*YOUR TASK*. Recast the records from the line with "What to find: car hood" to the line with "[173,305,191,331]", both ends included, as a Markdown table with the columns Row and Text, numbering each line and leaving out blank lines.

*SOURCE MATERIAL*.
◆ ◆ ◆ ◆ ◆ ◆ ◆

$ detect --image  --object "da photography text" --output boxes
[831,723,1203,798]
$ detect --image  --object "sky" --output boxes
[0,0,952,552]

◆ ◆ ◆ ◆ ◆ ◆ ◆

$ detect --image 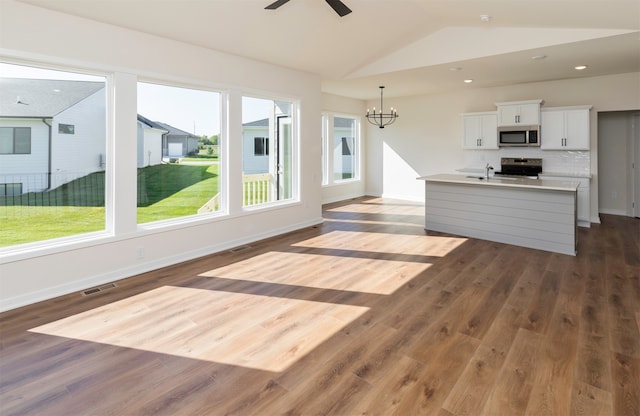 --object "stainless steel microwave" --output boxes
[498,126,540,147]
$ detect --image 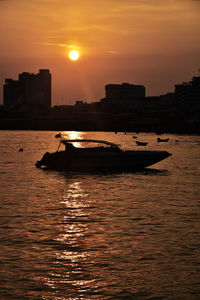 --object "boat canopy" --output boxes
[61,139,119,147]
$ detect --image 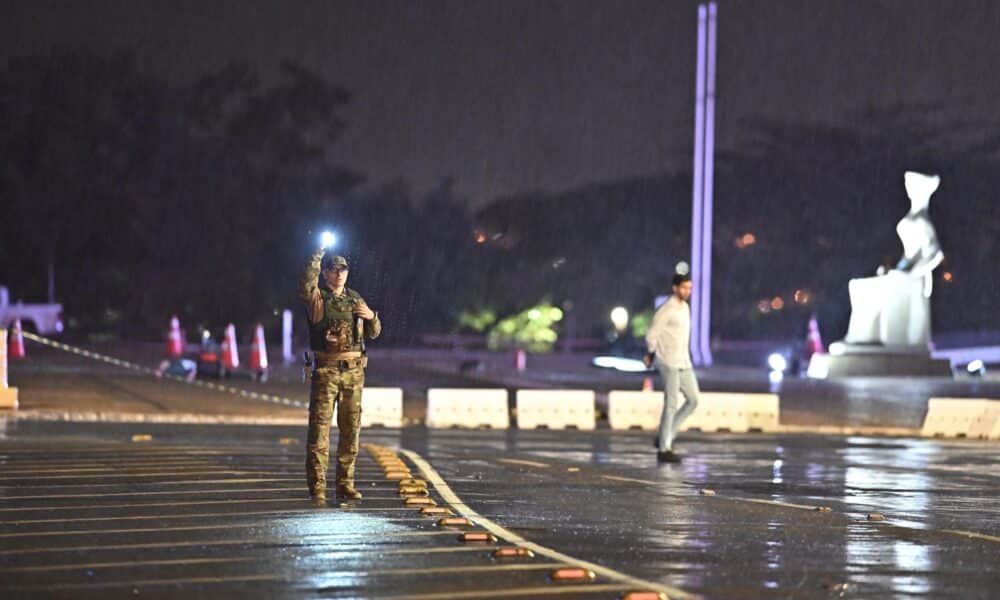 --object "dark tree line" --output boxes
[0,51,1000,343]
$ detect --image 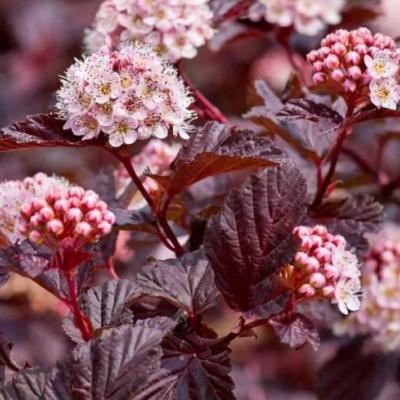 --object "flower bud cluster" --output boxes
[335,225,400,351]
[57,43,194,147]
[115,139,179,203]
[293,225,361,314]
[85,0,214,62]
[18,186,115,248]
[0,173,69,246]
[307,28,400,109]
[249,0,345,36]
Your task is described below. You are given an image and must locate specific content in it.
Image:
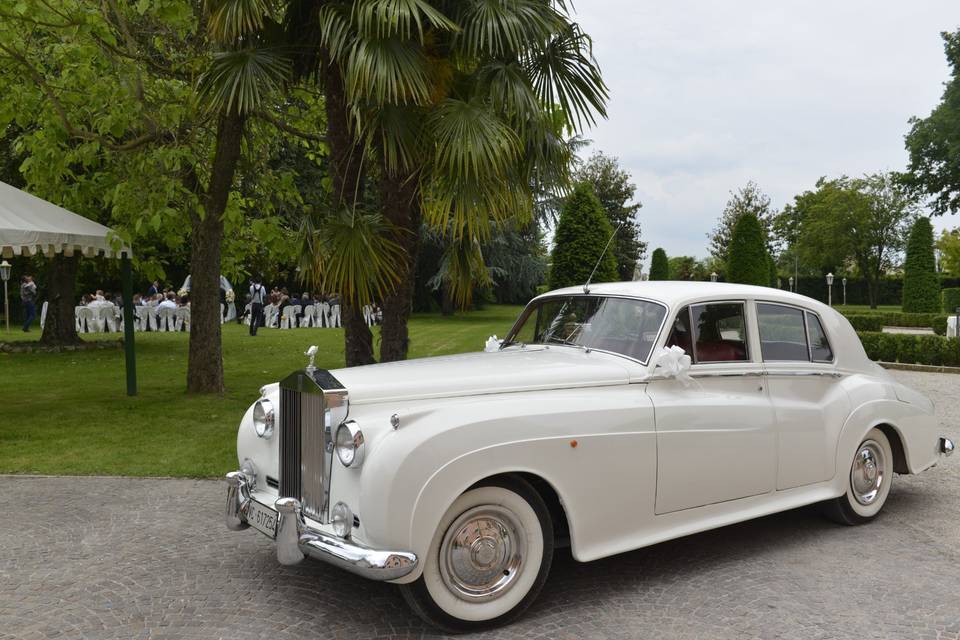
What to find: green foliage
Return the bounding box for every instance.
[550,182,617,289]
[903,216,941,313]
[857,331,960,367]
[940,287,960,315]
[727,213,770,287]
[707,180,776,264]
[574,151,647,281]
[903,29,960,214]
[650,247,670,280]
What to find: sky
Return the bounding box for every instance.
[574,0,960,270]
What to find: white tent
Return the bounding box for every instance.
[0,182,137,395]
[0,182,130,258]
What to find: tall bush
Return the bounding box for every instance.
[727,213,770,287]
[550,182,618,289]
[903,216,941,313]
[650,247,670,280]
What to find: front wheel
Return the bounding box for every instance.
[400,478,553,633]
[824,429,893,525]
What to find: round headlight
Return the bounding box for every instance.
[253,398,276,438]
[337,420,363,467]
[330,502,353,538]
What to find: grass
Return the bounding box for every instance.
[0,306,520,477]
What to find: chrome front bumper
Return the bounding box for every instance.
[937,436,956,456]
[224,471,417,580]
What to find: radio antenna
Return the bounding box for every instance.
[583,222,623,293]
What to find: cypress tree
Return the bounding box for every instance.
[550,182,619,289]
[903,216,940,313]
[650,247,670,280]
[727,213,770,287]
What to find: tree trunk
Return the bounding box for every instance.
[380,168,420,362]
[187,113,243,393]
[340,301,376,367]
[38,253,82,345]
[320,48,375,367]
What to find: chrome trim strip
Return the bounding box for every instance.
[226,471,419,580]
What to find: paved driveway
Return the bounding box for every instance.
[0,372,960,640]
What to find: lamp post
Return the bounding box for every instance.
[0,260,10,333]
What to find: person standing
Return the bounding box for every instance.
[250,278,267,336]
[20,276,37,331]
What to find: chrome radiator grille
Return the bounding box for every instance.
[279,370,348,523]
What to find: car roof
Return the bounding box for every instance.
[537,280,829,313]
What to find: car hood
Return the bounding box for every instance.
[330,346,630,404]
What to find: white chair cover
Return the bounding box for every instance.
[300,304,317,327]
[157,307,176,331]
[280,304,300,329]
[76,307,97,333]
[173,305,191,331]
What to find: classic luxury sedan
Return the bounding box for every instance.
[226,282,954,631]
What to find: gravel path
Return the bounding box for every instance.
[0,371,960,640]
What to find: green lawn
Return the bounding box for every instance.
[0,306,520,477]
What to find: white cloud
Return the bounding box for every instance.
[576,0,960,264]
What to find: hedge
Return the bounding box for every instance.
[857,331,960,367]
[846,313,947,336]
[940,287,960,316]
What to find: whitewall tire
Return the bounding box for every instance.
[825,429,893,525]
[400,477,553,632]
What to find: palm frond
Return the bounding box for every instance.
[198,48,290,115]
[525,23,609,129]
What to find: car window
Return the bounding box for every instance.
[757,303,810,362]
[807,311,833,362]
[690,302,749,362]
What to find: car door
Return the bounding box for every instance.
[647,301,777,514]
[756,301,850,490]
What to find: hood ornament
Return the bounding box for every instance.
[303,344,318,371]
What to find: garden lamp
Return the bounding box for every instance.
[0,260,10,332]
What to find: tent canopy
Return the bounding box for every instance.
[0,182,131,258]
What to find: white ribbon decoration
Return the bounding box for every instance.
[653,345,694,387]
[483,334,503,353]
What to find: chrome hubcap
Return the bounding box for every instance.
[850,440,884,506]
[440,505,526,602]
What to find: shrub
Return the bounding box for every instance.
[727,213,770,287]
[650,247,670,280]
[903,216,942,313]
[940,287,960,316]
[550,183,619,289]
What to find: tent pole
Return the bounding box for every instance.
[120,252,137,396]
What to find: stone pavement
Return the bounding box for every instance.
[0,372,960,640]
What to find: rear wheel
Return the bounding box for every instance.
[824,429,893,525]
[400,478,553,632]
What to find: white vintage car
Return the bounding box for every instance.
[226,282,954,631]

◆ ◆ ◆ ◆ ◆ ◆ ◆

*TASK ANSWER*.
| Row | Text |
|---|---|
| 1 | What to find: car hood |
| 2 | Return the bounding box for every instance. |
| 3 | [330,346,630,404] |
| 4 | What to find: white chair cover |
| 5 | Return the bounding box for every instance. |
| 6 | [300,304,317,327] |
| 7 | [157,307,176,331] |
| 8 | [280,304,300,329] |
| 9 | [76,307,97,333] |
| 10 | [173,305,191,331] |